• **INFORMATION SUPPLIED**
━━━━━━━━
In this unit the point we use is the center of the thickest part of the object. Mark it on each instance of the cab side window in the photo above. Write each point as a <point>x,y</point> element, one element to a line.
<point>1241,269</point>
━━━━━━━━
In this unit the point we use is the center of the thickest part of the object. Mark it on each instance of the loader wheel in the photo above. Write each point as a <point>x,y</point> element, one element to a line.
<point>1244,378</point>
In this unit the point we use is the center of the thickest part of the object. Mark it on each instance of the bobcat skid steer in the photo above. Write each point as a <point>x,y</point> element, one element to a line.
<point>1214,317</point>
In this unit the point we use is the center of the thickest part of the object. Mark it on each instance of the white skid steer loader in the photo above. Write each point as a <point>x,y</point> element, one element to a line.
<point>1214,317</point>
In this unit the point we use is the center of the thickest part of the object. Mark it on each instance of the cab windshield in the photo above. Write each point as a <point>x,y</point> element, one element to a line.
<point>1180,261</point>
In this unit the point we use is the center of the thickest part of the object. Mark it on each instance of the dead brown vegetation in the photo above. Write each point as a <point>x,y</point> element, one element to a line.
━━━━━━━━
• **WORK REQUEST**
Among the records above, a stretch begins at the line containing "the cab windshield" and ends at the line containing "of the dead". Restate that stretch word for word, and nothing else.

• **RESPONSE**
In this unit the point we use is the center of the thickest part of the object. Mark it on each instance of the cab windshield in the photo above. Write each point as a <point>x,y</point> element, one element to a line.
<point>1180,261</point>
In this unit the point we use is the center of the thickest part of the object. Mark it on each instance of the dead brown vegetation in the photo above. Write each point as a <point>x,y</point> element, one element to a line.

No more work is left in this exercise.